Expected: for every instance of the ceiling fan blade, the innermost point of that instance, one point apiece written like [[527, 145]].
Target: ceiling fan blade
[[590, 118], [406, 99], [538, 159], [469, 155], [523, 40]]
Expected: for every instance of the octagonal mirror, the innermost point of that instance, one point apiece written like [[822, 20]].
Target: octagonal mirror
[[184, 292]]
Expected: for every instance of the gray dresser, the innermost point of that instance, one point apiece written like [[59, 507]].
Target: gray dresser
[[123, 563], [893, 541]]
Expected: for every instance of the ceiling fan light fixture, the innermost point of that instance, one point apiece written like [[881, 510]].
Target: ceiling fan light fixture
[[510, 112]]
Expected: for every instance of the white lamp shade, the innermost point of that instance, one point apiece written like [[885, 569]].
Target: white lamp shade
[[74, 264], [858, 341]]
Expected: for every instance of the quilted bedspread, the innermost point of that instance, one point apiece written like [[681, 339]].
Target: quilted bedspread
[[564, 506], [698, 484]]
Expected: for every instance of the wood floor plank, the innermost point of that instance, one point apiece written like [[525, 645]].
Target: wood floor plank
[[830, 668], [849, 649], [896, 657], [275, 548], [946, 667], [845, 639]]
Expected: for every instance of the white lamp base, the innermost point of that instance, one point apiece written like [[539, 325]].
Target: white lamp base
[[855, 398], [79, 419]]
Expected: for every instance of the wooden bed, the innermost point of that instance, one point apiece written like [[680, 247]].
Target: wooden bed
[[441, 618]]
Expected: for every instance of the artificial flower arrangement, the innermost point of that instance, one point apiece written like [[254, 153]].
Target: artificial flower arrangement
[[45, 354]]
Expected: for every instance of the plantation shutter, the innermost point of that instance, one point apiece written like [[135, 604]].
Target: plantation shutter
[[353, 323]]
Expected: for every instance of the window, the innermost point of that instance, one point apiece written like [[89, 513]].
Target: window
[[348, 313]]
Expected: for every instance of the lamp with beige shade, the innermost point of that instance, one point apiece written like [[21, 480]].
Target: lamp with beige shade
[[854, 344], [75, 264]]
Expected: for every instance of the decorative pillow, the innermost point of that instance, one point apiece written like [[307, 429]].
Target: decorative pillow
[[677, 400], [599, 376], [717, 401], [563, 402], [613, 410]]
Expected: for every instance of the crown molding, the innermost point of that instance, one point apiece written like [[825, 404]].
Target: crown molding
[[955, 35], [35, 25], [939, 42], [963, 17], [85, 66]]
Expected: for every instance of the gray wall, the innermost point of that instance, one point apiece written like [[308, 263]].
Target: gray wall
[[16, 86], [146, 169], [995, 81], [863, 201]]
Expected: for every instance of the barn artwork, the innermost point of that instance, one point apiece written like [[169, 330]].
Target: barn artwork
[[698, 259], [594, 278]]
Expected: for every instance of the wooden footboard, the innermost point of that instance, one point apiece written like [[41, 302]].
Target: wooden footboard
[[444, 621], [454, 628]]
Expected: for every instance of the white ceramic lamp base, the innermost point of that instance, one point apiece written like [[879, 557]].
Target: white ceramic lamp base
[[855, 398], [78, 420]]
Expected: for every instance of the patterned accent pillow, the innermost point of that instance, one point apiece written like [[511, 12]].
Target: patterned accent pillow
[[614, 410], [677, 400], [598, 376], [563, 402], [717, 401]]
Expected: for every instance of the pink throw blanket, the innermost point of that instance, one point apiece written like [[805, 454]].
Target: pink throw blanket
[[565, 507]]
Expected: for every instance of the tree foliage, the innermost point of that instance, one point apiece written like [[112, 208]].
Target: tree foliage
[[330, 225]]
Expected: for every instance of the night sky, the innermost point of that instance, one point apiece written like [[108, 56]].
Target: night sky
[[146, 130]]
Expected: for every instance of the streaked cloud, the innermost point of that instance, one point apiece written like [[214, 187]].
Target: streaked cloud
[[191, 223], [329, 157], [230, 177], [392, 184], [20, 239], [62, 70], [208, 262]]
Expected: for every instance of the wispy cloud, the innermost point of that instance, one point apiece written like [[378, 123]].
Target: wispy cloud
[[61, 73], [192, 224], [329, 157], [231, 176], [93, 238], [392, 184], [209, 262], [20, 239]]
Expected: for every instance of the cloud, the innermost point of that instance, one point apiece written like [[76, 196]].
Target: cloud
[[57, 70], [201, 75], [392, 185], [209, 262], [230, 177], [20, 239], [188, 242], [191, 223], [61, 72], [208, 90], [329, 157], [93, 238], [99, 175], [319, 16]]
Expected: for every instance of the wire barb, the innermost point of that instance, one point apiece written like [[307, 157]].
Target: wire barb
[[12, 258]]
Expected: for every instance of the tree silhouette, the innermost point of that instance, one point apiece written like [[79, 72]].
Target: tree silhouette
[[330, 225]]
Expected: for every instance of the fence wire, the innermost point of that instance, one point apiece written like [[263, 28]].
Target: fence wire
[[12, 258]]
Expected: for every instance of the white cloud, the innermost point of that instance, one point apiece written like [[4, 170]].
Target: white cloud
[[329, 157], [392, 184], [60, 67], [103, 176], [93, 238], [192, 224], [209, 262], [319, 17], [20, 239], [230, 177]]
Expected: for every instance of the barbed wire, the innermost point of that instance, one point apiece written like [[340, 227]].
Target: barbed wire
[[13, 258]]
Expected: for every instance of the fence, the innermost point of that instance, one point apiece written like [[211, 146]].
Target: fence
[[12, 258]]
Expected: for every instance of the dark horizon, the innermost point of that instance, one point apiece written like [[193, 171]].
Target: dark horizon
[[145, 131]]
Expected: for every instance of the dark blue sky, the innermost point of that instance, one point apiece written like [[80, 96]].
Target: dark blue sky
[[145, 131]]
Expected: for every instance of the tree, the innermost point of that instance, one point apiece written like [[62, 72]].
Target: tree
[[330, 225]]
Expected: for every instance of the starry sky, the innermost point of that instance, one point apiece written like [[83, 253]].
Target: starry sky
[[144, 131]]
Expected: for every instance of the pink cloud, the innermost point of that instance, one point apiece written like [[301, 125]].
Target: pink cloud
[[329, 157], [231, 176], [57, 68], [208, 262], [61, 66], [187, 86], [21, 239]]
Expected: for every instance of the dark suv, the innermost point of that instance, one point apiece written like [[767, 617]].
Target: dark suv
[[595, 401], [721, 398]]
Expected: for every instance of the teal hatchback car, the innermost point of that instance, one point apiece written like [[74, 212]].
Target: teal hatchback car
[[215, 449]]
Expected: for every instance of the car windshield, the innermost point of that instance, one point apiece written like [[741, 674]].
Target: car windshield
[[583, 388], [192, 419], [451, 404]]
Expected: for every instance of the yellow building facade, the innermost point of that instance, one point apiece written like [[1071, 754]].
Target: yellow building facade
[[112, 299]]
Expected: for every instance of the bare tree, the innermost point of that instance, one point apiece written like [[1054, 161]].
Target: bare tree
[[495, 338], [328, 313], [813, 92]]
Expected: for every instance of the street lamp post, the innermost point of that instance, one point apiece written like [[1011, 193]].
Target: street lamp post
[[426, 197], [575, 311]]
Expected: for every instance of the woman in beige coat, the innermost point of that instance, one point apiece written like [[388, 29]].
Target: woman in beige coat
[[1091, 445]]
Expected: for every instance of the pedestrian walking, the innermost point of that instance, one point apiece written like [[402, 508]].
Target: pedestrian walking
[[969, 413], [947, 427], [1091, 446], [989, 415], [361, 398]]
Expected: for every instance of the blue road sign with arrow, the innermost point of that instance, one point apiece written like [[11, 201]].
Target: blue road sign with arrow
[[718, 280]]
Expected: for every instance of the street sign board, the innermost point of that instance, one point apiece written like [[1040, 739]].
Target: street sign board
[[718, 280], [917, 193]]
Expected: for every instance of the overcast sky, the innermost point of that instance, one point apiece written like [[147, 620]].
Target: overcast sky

● **What is asked**
Return every line of the records above verbatim, in the same order.

● **Task solution**
Expected: for every instance of the ceiling fan blade, the innermost point of that instance, one point apiece written like [[527, 145]].
Target: ceiling fan blade
[[590, 118], [406, 99], [538, 159], [469, 155], [523, 40]]
Expected: for every instance of the octagonal mirror, the innermost point of that instance, one point apiece written like [[822, 20]].
Target: octagonal mirror
[[184, 292]]
Expected: for every instance of the gray dresser, the innermost point of that instance, one point apiece written like [[59, 507]].
Target: gray dresser
[[123, 563], [893, 541]]
Expected: for every instance of the ceiling fan light fixture, the innermost point of that instance, one point apiece written like [[881, 510]].
Target: ceiling fan light fixture
[[510, 112]]
Expected: for every instance of the white lamp shade, the innermost point of that instance, one point apiece written like [[885, 569]].
Target: white lamp shade
[[74, 264], [858, 341]]
Expected: for every instance of the quilted bedspread, the innermost point of that instance, one point apiece written like [[681, 339]].
Target: quilted bedspread
[[564, 506], [698, 484]]
Expected: for every instance of the wood floor plank, the innermost point of that instance, one point apiece written like [[525, 645]].
Target: wood floor plank
[[830, 668], [849, 649], [896, 657], [275, 548], [946, 667], [845, 639]]
Expected: for every instance of the white lamp base, the innermost point of that instance, one point apiece written like [[539, 325]].
Target: white lamp base
[[855, 398], [79, 419]]
Expected: for every instance of the wooden bed, the innermost point of that instance, one point apiece written like [[680, 247]].
Target: wooden bed
[[441, 618]]
Expected: for every instance of the artificial flower arrangement, the innermost point of that instance, one point apiece written like [[254, 153]].
Target: artificial flower arrangement
[[45, 354]]
Expected: for every instance of the plantation shutter, the innermost point of that instance, one point apiece written like [[135, 604]].
Target: plantation shutter
[[353, 323]]
Expected: for every instance of the window, the innermost point of that instance, one point apiece written like [[89, 513]].
Target: window
[[348, 313]]
Expected: for every instance of the lamp with beige shade, the innermost point of that instance, one point apiece written like [[21, 480]].
Target: lamp with beige shade
[[854, 344], [75, 264]]
Expected: for every instance of the decorative pillow, the innermost point of that instance, one point apiece written like [[307, 429]].
Target: decorative pillow
[[677, 400], [599, 376], [717, 401], [563, 402], [613, 410]]
Expected: for every instance of the crown molding, the innermost point of that instance, one point apiece written like [[825, 404]].
Target: crown molding
[[955, 35], [35, 25], [939, 42], [963, 17], [85, 66]]
Expected: for every instance of the gray wall, the innermost point of that instance, one point apiece written like [[308, 263]].
Target: gray wall
[[16, 86], [146, 169], [995, 81], [863, 201]]
Expected: for every instance of the barn artwork, the innermost point of that instance, one point apiece written like [[169, 330]].
Target: barn artwork
[[698, 259], [594, 278]]
Expected: for every instance of the wooden footboard, the innermost point of that instance, one point apiece written like [[41, 302]].
Target: wooden footboard
[[444, 621], [454, 628]]
Expected: for every instance of the white ceramic lamp base, the innermost point of that instance, one point apiece written like [[879, 557]].
Target: white ceramic lamp base
[[855, 398], [78, 420]]
Expected: for every instance of the patterned accent pillow, the innermost point of that instance, one point apiece written like [[511, 12]].
Target: patterned accent pillow
[[614, 410], [677, 400], [598, 376], [563, 402], [717, 401]]
Expected: for every instance of the pink throw blanket, the innermost point of that instance, one point apiece written like [[805, 454]].
Target: pink throw blanket
[[565, 507]]
Expected: for every instance of the tree foliage, the innermost point of that instance, one point apiece written like [[112, 208]].
Target: tree foliage
[[330, 225]]
Expected: for every instance of the night sky, the innermost point of that instance, one point apiece written like [[108, 56]].
Target: night sky
[[146, 130]]
Expected: for every instance of the streaked cloud, the innermost point of that instance, one point apiece written like [[214, 187]].
Target: streaked cloud
[[191, 223], [329, 157], [230, 177], [392, 184], [20, 239], [62, 70], [208, 262]]
Expected: for every instance of the wispy cloud, the innermost point of that instance, one point apiece written like [[378, 123]].
Target: wispy cloud
[[61, 73], [192, 224], [329, 157], [231, 176], [93, 238], [392, 184], [209, 262], [20, 239]]
Expected: for every instance of the cloud, the innermost point of that instance, one point apiece written like [[76, 196]].
Target: cloud
[[57, 70], [201, 75], [392, 185], [209, 262], [230, 177], [20, 239], [188, 242], [191, 223], [61, 72], [208, 90], [329, 157], [93, 238], [99, 175], [319, 16]]
Expected: for every instance of the wire barb, the innermost point of that instance, one point apiece written like [[307, 157]].
Target: wire barb
[[12, 258]]
Expected: for every instance of the tree silhouette, the innermost point of that instance, one point apiece written like [[79, 72]].
Target: tree silhouette
[[330, 225]]
Expected: for every instance of the fence wire, the innermost point of that instance, one point apiece written like [[263, 28]].
Target: fence wire
[[12, 258]]
Expected: for every instance of the white cloud, the innermost point of that instance, one point apiece written like [[4, 170]].
Target: white cloud
[[329, 157], [392, 184], [60, 67], [103, 176], [93, 238], [192, 224], [209, 262], [319, 17], [20, 239], [230, 177]]
Expected: for every instance of the barbed wire, the innermost point of that instance, one point apiece written like [[340, 227]].
Target: barbed wire
[[13, 258]]
Expected: for every instance of the fence, the innermost point of that instance, one point apiece written like [[211, 146]].
Target: fence
[[12, 258]]
Expected: for every instance of the dark horizon, the innermost point of that instance, one point apiece written like [[193, 171]].
Target: dark horizon
[[145, 131]]
Expected: for every instance of the dark blue sky, the innermost point of that instance, one point apiece written like [[80, 96]].
Target: dark blue sky
[[145, 131]]
Expected: for every instance of the tree, the innermost point of that instance, one point apiece written like [[62, 72]].
Target: tree
[[330, 225]]
Expected: for every instance of the starry sky, the innermost point of that instance, one point apiece written like [[83, 253]].
Target: starry sky
[[144, 131]]
Expected: for every instance of the pink cloud, the innermost point of that instance, one point apiece written like [[301, 125]].
Target: pink cloud
[[329, 157], [231, 176], [57, 68], [208, 262], [61, 66], [187, 86], [21, 239]]
Expected: for every instance of the dark suv, the innermost point of that instance, one point apiece written like [[767, 617]].
Target: dark suv
[[595, 401], [721, 398]]
Expected: for every instance of the teal hatchback car, the innermost point of that instance, one point apiece written like [[74, 212]].
Target: teal hatchback car
[[215, 449]]
Expected: for every instance of the car windshield, the innermost point of that instance, one point apiece written like [[741, 674]].
Target: car windshield
[[583, 388], [192, 419], [451, 404]]
Expected: for every instance of the yellow building facade, the innermost point of that instance, one point apiece written like [[1071, 754]].
Target: yellow building facade
[[112, 299]]
Expected: for every instance of the bare tree, the innermost point of that instance, one point apiece written like [[1054, 161]].
Target: bare tree
[[495, 338], [328, 313], [813, 92]]
Expected: for every instance of the street lamp post, the innermost point of that instance, one point apiece written like [[1011, 193]].
Target: street lamp post
[[426, 197], [575, 311]]
Expected: for every instance of the woman in beige coat, the innermost point of that instance, one point apiece written like [[388, 29]].
Target: woman in beige coat
[[1091, 445]]
Expected: for every instance of the pedestrian walking, the innermost point of that instance, one point apiece written like [[402, 508]].
Target: pedestrian walking
[[969, 413], [947, 427], [1091, 446], [989, 415], [361, 398]]
Expected: for every instance of the blue road sign with arrow, the innermost point of that instance, one point apiece written like [[11, 201]].
Target: blue road sign with arrow
[[718, 280]]
Expected: for every instance of the street sign board, the innermost point of that instance, one point apiece written like [[1040, 739]].
Target: street sign board
[[718, 280], [917, 193]]
Expected: for every instance of the overcast sky, the innermost point of that instance, one point apiece written like [[147, 620]].
Target: overcast sky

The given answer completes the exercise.